Lista de tarefas ::
1. Responde às perguntas seguintes com base no texto sobre desfibrilhação e farmacoterapia na RCR:
(a) Que pás se preparam para uma criança com menos de 10 kg?
(b) Que dose de amiodarona se emprega após o início da puberdade?
(c) Em que tipo de soluções é a adrenalina inactivada?
2. Transcreve literalmente uma parte do texto sobre desfibrilhação e farmacoterapia na RCR, a começar em "QUADRO 2 – Técnica" e a terminar em "o modo assíncrono.".

Texto da página ::
QUADRO 2 – Técnica de desfibrilhação

    • Preparar as pás adequadas:
      < 10 kg → pás pediátricas;
      ≥ 10 kg → pás de adulto.
    • Pegar nas pás pelo cabo isolado.
    • Lubrificar as pás do desfibrilhador com gel condutor ou compressas embebidas em soro fisiológico, e evitar contacto entre si.
    • Marcar a potência pretendida.
    • Seleccionar o modo assíncrono.
    • Colocar as pás pressionando contra o tórax. Uma pá na zona infraclavicular paraesternal direita e a outra pá no ápex (abaixo e à esquerda do mamilo esquerdo). Na criança muito pequena as pás podem colocar-se na face anterior e posterior do tórax.
    • Avaliar a segurança da equipa (todas as pessoas devem afastar-se, afastar as fontes de oxigénio; afastar/secar superficies molhadas).
    • Confirmar ritmo desfibrilhável.
    • Disparar apertando simultaneamente os botões de ambas as pás.
    • Retomar massagem cardíca de imediato.

Farmacoterapia

Adrenalina

A adrenalina é o fármaco vasoactivo de eleição na RCR.

As suas indicações são: a assistolia, a actividade eléctrica sem pulso (AESP), sendo adjuvante na taquicárdia ventricular sem pulso (TVSP), e fibrilhação ventricular (FV).

A dose é 0,01 mg/kg por via intravenosa ou intra-óssea; tal corresponde a 0,1 mL/kg da diluição a 1:10000 (1 ampola de adrenalina 1:1000 <> 1 mg (1 ml) + soro fisiológico 9 ml para perfazer 10 ml de solução).

A partir da puberdade e no adulto a dose-padrão é de 1 mg não diluído (1 ampola 1 ml).

Antes e após a administração de adrenalina, tal como das outras drogas, deve “lavar-se” a via com soro fisiológico. Salienta-se que a adrenalina é inactivada em soluções alcalinas.

Amiodarona

Está indicada nas seguintes situações:

  • FV e TVSP;
  • FV e TVSP refractárias à adrenalina e ao 3º choque de desfibrilhação.

A dose de amiodarona é 5 mg/kg em bolus IV rápido, seguido de 2 minutos de SBV; após o início da puberdade emprega-se a dose de 300 mg.

Bicarbonato de sódio

O bicarbonato de sódio utiliza-se nos casos de acidose metabólica grave [pH < 7,2 e DB (défice de base) < 10 mmol/L] e PCR prolongada (10 minutos de RCR sem recuperação). Utiliza-se a dose de 1 mEq/kg (bicarbonato de sódio a 8,4%, 1 mL<> 1 mEq).

Cálcio

O cálcio, na forma de cloreto a 10% (sal com maior biodisponibilidade), ou de gluconato a 10%, tem como indicações PCR secundárias a hipocalcémia, hipercaliémia, hipermagnesiémia e sobredosagem de bloqueadores dos canais de cálcio.

  • Cloreto de cálcio a 10%: 0,2 mL/kg/dose;
  • Gluconato de cálcio a 10%: 0,3 mL/kg/dose em bolus lento.

Glicose

Nas situações de hipoglicémia administra-se glucose, evitando hiperglicémia. Utilizando a solução de dextrose a 10%, a dose é: 5 mL/kg/dose.

Atropina

A atropina somente tem indicação nas situações de bradicárdia por reflexo vagal, ou na profilaxia destas. A dose é 0,02 mg/kg/dose via IV, intra-óssea ou endotraqueal.

Dados registados ::

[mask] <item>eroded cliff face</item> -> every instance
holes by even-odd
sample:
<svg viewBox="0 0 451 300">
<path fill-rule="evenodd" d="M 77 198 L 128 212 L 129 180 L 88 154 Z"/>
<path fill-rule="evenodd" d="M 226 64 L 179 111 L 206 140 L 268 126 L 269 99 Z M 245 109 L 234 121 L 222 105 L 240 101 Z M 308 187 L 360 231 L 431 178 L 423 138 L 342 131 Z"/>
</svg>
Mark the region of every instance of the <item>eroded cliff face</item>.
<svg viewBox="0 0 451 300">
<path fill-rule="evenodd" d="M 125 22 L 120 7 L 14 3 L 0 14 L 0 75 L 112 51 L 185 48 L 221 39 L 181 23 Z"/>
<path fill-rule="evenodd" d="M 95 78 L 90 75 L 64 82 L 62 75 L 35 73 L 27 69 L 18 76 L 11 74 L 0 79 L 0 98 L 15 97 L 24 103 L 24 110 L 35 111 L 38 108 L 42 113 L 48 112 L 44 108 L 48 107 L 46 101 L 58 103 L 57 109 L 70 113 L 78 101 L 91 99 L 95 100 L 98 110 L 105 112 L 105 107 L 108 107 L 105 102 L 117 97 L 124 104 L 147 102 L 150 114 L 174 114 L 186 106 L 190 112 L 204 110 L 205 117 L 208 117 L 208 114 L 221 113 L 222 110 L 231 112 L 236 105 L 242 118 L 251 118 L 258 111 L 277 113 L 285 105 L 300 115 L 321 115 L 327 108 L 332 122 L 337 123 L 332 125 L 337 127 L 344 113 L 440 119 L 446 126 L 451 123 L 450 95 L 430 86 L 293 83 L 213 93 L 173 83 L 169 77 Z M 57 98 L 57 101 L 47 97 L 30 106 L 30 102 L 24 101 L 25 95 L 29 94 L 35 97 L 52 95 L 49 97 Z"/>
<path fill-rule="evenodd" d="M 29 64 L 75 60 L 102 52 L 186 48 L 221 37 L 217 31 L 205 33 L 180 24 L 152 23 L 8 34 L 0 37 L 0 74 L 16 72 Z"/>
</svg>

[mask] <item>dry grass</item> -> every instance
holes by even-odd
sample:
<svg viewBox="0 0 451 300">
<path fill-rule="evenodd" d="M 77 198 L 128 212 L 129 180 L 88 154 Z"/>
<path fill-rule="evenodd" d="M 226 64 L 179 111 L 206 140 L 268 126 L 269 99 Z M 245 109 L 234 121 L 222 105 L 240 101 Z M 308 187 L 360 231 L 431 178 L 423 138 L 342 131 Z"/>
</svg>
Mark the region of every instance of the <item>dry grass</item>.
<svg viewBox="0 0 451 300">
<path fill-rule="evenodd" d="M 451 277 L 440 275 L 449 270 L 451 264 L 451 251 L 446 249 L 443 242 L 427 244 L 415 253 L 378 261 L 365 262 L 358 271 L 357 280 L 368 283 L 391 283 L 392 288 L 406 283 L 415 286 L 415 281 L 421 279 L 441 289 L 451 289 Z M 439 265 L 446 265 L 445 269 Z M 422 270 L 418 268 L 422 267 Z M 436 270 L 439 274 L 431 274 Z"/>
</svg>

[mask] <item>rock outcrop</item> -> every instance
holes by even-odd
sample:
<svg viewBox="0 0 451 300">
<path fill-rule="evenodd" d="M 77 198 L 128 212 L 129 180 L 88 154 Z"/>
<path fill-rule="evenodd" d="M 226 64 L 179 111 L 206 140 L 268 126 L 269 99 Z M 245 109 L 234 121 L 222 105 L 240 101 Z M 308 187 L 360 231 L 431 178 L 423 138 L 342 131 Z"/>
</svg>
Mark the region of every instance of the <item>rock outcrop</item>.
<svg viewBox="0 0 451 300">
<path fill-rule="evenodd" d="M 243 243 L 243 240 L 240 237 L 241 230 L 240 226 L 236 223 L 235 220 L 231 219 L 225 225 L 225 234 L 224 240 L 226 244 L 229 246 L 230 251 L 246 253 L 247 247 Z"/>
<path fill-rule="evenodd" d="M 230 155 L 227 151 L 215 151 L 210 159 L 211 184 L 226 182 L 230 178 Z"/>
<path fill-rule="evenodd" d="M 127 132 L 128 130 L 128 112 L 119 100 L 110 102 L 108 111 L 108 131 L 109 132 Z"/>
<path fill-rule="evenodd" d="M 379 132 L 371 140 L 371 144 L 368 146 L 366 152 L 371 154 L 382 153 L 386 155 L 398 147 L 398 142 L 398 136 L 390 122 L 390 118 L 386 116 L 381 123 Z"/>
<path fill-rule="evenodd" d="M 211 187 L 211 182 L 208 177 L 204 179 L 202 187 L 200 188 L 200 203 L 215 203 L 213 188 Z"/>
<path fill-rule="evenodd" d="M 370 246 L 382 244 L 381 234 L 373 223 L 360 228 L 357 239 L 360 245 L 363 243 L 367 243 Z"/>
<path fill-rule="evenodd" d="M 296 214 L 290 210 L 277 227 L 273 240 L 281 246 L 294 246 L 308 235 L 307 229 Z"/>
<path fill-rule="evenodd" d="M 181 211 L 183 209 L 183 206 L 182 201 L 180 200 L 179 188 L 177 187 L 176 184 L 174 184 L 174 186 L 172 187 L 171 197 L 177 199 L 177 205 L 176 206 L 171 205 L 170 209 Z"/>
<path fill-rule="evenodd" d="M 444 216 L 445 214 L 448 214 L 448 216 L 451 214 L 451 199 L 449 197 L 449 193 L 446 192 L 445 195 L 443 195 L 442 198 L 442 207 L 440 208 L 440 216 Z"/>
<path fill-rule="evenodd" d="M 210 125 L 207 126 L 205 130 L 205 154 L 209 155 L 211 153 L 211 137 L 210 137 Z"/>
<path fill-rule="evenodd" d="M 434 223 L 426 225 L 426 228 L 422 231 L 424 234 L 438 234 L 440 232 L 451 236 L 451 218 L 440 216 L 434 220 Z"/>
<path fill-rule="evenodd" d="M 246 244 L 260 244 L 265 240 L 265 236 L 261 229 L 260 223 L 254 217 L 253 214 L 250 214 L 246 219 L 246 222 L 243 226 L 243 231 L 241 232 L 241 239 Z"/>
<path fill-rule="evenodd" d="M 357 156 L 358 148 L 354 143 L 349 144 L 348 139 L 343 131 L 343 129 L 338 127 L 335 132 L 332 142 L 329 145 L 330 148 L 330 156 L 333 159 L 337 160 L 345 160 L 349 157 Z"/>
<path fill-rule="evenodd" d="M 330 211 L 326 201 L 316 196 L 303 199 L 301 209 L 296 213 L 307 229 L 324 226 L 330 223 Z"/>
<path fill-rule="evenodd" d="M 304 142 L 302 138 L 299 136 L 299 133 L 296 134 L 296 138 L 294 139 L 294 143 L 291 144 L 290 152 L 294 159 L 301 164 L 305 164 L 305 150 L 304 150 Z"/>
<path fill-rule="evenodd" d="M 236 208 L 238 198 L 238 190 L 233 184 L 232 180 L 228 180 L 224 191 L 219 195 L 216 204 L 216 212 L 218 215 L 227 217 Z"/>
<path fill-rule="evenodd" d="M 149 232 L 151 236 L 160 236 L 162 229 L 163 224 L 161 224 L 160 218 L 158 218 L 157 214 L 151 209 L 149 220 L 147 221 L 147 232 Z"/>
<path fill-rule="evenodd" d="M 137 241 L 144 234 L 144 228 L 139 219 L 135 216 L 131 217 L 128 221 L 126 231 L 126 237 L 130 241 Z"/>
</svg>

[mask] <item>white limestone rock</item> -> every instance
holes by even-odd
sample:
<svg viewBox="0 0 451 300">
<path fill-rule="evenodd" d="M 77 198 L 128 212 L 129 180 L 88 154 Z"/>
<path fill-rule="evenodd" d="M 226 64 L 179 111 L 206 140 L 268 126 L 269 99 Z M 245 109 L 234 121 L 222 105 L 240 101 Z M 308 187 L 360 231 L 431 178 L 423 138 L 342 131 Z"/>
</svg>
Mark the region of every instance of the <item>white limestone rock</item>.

...

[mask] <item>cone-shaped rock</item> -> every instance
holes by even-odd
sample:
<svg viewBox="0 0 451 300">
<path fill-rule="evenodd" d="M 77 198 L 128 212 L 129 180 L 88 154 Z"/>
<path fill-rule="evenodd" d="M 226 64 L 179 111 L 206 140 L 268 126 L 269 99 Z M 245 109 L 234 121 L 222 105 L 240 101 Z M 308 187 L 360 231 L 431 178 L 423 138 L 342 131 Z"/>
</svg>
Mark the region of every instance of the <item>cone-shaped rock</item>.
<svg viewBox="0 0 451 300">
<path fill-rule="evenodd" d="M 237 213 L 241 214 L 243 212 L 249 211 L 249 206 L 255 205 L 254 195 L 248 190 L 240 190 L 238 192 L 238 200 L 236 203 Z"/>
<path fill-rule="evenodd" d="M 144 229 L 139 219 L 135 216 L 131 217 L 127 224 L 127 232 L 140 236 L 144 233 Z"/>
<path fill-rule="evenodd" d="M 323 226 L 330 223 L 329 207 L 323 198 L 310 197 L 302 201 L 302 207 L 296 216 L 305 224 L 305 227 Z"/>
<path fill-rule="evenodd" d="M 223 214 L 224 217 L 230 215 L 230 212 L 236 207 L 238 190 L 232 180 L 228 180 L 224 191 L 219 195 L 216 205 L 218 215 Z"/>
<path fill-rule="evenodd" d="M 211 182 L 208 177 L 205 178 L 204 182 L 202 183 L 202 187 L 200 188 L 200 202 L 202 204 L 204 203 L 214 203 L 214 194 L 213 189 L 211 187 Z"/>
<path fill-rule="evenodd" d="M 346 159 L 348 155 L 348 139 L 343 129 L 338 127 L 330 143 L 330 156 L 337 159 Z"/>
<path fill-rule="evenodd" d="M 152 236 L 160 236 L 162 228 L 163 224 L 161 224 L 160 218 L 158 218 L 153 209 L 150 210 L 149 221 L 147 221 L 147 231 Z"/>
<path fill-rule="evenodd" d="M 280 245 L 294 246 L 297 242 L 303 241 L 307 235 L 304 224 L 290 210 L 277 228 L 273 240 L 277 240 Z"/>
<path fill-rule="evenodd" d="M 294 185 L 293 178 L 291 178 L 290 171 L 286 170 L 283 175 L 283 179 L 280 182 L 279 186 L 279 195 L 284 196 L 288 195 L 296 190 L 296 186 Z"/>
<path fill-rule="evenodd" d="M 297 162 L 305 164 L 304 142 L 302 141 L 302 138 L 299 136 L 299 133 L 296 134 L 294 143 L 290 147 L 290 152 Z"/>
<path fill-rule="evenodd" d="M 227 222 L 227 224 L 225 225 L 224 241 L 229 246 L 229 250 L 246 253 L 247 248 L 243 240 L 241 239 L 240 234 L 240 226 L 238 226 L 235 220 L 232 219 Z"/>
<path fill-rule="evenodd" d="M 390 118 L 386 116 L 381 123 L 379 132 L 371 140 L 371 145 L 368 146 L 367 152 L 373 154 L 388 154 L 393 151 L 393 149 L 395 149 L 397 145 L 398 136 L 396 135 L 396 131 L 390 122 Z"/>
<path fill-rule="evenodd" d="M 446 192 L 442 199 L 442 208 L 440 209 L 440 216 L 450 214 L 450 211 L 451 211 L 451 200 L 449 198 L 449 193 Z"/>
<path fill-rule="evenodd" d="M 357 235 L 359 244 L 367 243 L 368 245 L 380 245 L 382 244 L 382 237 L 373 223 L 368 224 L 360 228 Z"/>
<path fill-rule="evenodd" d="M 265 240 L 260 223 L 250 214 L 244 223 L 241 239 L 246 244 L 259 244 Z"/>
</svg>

Lista de respostas ::
1.
(a) Pás pediátricas.
(b) 300 mg.
(c) Em soluções alcalinas.

2.
QUADRO 2 – Técnica de desfibrilhação

    • Preparar as pás adequadas:
      < 10 kg → pás pediátricas;
      ≥ 10 kg → pás de adulto.
    • Pegar nas pás pelo cabo isolado.
    • Lubrificar as pás do desfibrilhador com gel condutor ou compressas embebidas em soro fisiológico, e evitar contacto entre si.
    • Marcar a potência pretendida.
    • Seleccionar o modo assíncrono.